▸ EXERCISE INSTRUCTIONS: Return each of the entries below precisely as it appears.

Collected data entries
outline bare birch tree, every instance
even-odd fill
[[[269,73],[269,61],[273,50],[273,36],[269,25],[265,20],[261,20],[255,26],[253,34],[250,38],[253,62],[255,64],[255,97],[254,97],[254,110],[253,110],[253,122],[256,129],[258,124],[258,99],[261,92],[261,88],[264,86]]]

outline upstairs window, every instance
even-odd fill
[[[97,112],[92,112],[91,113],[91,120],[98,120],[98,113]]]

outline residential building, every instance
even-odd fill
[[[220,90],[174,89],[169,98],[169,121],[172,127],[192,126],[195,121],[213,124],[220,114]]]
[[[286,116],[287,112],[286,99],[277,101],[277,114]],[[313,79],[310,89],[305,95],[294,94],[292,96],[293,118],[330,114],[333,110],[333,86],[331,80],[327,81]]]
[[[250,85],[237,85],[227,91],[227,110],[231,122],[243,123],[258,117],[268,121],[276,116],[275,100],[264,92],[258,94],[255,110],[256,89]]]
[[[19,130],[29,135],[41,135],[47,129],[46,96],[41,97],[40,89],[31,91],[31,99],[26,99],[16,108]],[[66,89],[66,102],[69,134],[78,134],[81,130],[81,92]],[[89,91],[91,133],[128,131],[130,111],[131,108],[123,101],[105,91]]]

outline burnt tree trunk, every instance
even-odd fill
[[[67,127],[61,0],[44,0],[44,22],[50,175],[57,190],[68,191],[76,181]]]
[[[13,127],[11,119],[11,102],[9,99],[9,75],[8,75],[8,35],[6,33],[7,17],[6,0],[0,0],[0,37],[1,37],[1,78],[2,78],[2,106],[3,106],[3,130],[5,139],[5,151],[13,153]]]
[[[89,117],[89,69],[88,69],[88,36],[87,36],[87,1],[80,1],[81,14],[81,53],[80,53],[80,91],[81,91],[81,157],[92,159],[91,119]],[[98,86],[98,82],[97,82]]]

▸ EXPECTED OUTPUT:
outline bare birch tree, every instance
even-odd fill
[[[269,73],[269,61],[273,50],[273,36],[269,25],[265,20],[261,20],[255,26],[253,34],[250,38],[253,62],[255,64],[255,97],[254,97],[254,110],[253,110],[253,122],[256,129],[258,124],[258,99],[261,92],[261,88],[264,86]]]

outline upstairs window, every instance
even-odd fill
[[[97,112],[92,112],[91,113],[91,120],[98,120],[98,113]]]

outline residential building, every instance
even-odd fill
[[[220,90],[174,89],[169,98],[169,121],[172,127],[192,126],[195,121],[213,124],[220,114]]]
[[[286,116],[287,112],[286,99],[277,101],[277,114]],[[313,79],[310,89],[305,95],[294,94],[292,96],[293,118],[330,114],[333,110],[333,86],[331,80],[327,81]]]
[[[250,85],[237,85],[227,91],[227,110],[231,122],[243,123],[258,117],[268,121],[276,116],[275,100],[264,92],[258,94],[255,110],[256,89]]]
[[[19,130],[29,135],[41,135],[47,129],[46,96],[41,97],[40,89],[31,91],[31,99],[26,99],[16,108]],[[66,89],[66,102],[69,134],[78,134],[81,130],[81,92]],[[89,91],[91,133],[128,131],[130,111],[131,108],[123,101],[105,91]]]

outline burnt tree trunk, every instance
even-odd fill
[[[67,127],[61,0],[44,0],[44,22],[50,175],[57,190],[68,191],[76,181]]]
[[[13,127],[11,119],[11,102],[9,99],[9,75],[8,75],[8,35],[6,33],[7,17],[6,0],[0,0],[0,37],[1,37],[1,78],[2,78],[2,106],[3,106],[3,130],[5,139],[5,151],[13,153]]]
[[[89,117],[89,69],[88,69],[88,36],[87,36],[87,1],[80,1],[81,14],[81,53],[80,53],[80,91],[81,91],[81,157],[92,159],[91,119]],[[98,86],[98,82],[97,82]]]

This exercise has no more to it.